* TASKS TO PERFORM:
A. In the wartime interview transcript, what work did the interviewee's father do?
B. State whether each statement agrees with the wartime interview transcript, answering yes or no and quoting the deciding words: (i) The interviewee was born in Bristol in 1929. (ii) The interviewee's father served in the Army in the First World War. (iii) The interviewee was the younger of two children.
C. Resume the wartime interview transcript from the point at which it stops.

[START OF PASSAGE PROVIDED]

Hello my name is Rob Nichols and I’m going to do an interview for WarGen, the date is the 21st August 2018.

No it isn’t!

21st April even. 21st April 2018 and we are in Stroud and we are going to be discussing the experiences during the Second World War of my father Alexander Roy Nichols who lived in Bristol at the time during the Blitz so will be talking about his experience during the war. Ok Dad, when and where were you born?

In Bristol in 1929.

Tell me about your parents what did your father do?

My father was a painter and decorator.

Did your father serve in the First World War?

Yes in the Navy.

Did you have brothers and sisters?

A sister.

So where were you in the pecking order?

I was first.

Did you have a happy childhood?

Reasonably.

What was it like growing up where you did?

In what way? It was a typical working class area on a housing estate on the outskirts of Bristol built just after the First World War. By the time the second war broke out we had moved to the top end of Bishopston and again it is a relatively ordinary district. Ordinary working class people.

What were your interests as a child?

As a youngster we used to play in the street in those days, no problems about that, cant remember anything particularly specific before the war and up to the war period.

Can you remember the build up to the war?

Not really. Not til it actually happened you know, I was 9 and 3/4 when war broke out and at that age you haven’t been involved in the political build up at all just the excitement of the war happening and then of course nothing happened for a long time.

Can you remember the outbreak of the war?

[END OF PASSAGE PROVIDED]
[START OF EXTRACTED ENTRIES]

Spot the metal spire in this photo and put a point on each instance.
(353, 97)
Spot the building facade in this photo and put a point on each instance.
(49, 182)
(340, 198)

[END OF EXTRACTED ENTRIES]

* TASK-BY-TASK OUTPUTS:
A. He was a painter and decorator.

B.
(i) Yes: "In Bristol in 1929."
(ii) No: "Yes in the Navy."
(iii) No: "I was first."

C.
Yes I can remember the outbreak but as I say it was just an event that was announced and then nothing much happened, people got quite a bit excited about it and of course you were all issued with gas masks and the instructions about what to do.

Can you recall the Battle of Britain?

Oh well I can recall earlier than that because before that was Dunkirk and what I can remember from then was that near us was a barracks, part of the Gloucestershire Regiment, the Bristol lot and during the Dunkirk affair a lot of French and Belgian soldiers came to and were based in the barracks for quite some time and then of course the Battle of Britain started. And then of course it was pretty exciting in all sorts of ways, air raids were extremely noisy, you cannot believe how… from where our back garden was you can look across to a raised hill known as Purdan and there was a little battery of 3.7 inch anti-aircraft guns, the battery was known as Purdan Percy and during air raids that would be firing pretty much ceaselessly and it was enormous noise and then the noise of the aircraft and then the noise of the bombs, you can’t really relate to the fact that these things were extremely noisy.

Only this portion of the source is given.